◆ **EXERCISE AIM**: Render every line of the entries below as a Markdown table with two columns, Row and Line. Number each row and omit any blank lines.

***** LISTED RECORDS

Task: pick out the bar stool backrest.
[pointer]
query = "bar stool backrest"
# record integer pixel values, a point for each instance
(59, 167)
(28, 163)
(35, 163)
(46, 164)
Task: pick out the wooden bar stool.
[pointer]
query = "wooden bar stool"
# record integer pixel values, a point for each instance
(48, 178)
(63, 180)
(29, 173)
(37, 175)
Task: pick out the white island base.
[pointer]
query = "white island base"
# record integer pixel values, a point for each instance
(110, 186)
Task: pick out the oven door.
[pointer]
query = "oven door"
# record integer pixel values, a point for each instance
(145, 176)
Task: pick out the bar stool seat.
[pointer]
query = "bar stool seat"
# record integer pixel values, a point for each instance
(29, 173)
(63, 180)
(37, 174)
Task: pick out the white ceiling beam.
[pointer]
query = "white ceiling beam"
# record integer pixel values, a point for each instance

**********

◆ **EXERCISE RESULT**:
| Row | Line |
|---|---|
| 1 | Task: pick out the bar stool backrest. |
| 2 | [pointer] |
| 3 | query = "bar stool backrest" |
| 4 | # record integer pixel values, a point for each instance |
| 5 | (59, 167) |
| 6 | (28, 163) |
| 7 | (35, 163) |
| 8 | (46, 164) |
| 9 | Task: pick out the wooden bar stool. |
| 10 | [pointer] |
| 11 | query = "wooden bar stool" |
| 12 | # record integer pixel values, a point for each instance |
| 13 | (48, 178) |
| 14 | (63, 180) |
| 15 | (29, 173) |
| 16 | (37, 175) |
| 17 | Task: pick out the white island base. |
| 18 | [pointer] |
| 19 | query = "white island base" |
| 20 | # record integer pixel values, a point for each instance |
| 21 | (110, 186) |
| 22 | Task: pick out the oven door. |
| 23 | [pointer] |
| 24 | query = "oven door" |
| 25 | # record integer pixel values, a point for each instance |
| 26 | (145, 176) |
| 27 | Task: pick out the bar stool seat. |
| 28 | [pointer] |
| 29 | query = "bar stool seat" |
| 30 | # record integer pixel values, a point for each instance |
| 31 | (29, 173) |
| 32 | (63, 180) |
| 33 | (37, 174) |
| 34 | Task: pick out the white ceiling beam. |
| 35 | [pointer] |
| 36 | query = "white ceiling beam" |
| 37 | # record integer pixel values, a point for each instance |